Task statement. Can you copy out every line from the start through the line containing "pixel 454 138", inclusive, offsetting each pixel coordinate by adding 82 to it and omitting the pictures?

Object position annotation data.
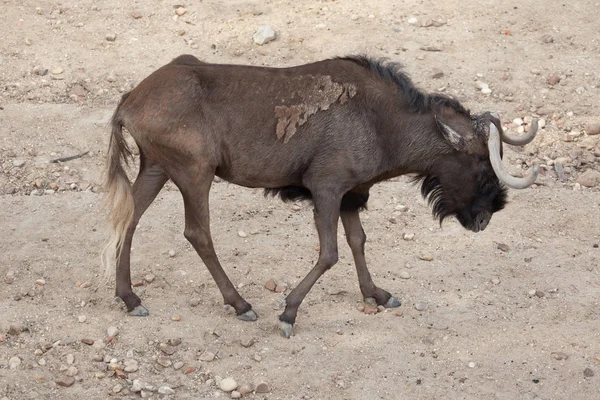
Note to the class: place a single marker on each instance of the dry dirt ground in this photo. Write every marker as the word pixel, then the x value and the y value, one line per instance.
pixel 513 312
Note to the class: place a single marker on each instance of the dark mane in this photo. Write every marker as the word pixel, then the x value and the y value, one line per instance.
pixel 418 101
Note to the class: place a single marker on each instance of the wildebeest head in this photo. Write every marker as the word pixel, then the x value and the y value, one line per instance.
pixel 468 181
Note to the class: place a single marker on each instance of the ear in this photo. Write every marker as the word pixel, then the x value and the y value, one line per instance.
pixel 454 138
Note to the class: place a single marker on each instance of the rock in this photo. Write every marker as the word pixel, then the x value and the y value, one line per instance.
pixel 589 178
pixel 553 80
pixel 560 355
pixel 67 381
pixel 228 384
pixel 271 285
pixel 247 341
pixel 14 362
pixel 112 331
pixel 136 386
pixel 166 390
pixel 208 355
pixel 178 365
pixel 593 129
pixel 262 387
pixel 264 34
pixel 245 388
pixel 404 275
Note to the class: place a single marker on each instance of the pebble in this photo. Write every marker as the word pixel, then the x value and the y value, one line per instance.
pixel 14 362
pixel 166 390
pixel 262 387
pixel 228 384
pixel 208 355
pixel 247 341
pixel 593 129
pixel 264 34
pixel 67 381
pixel 245 388
pixel 404 275
pixel 112 331
pixel 271 285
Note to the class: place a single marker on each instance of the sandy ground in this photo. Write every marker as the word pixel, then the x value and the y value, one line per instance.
pixel 513 312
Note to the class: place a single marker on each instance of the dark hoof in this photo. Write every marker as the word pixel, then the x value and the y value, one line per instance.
pixel 139 311
pixel 249 315
pixel 287 329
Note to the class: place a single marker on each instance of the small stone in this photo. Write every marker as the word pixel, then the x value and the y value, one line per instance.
pixel 262 387
pixel 178 365
pixel 67 381
pixel 247 341
pixel 264 34
pixel 112 331
pixel 245 388
pixel 14 362
pixel 271 285
pixel 166 390
pixel 228 384
pixel 560 356
pixel 553 80
pixel 436 73
pixel 208 355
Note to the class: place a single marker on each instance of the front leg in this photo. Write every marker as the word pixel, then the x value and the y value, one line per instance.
pixel 355 235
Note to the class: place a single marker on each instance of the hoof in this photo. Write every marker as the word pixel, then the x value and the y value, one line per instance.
pixel 249 315
pixel 392 303
pixel 287 329
pixel 139 311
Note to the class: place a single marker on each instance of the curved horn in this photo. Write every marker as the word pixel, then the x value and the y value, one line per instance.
pixel 521 140
pixel 501 173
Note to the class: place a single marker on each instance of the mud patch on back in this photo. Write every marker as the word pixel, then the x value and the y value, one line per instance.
pixel 310 95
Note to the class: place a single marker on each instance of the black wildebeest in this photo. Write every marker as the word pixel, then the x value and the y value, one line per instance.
pixel 325 131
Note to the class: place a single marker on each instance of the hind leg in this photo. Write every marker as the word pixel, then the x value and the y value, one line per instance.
pixel 150 180
pixel 195 187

Result of this exercise.
Note to the class: place a single marker on each instance of the dry dirt ground in this photo. Write every marker as the word pixel, then the x value and the y value, one line per instance.
pixel 595 394
Note to the class: place a single marker on each instance of the dark mane in this photo. Write every marker as the word pixel, then the x value and the y value, one line per instance.
pixel 500 183
Note to the class: place a single marker on each instance of the wildebeest head in this photo. Write every marker as the word pixel, then the x value and the y value, one line per instance.
pixel 550 263
Note to the class: place a single marker on each instance of the ear in this photo. Write every marker as the word pixel, then the x value and the y value, one line per instance.
pixel 536 220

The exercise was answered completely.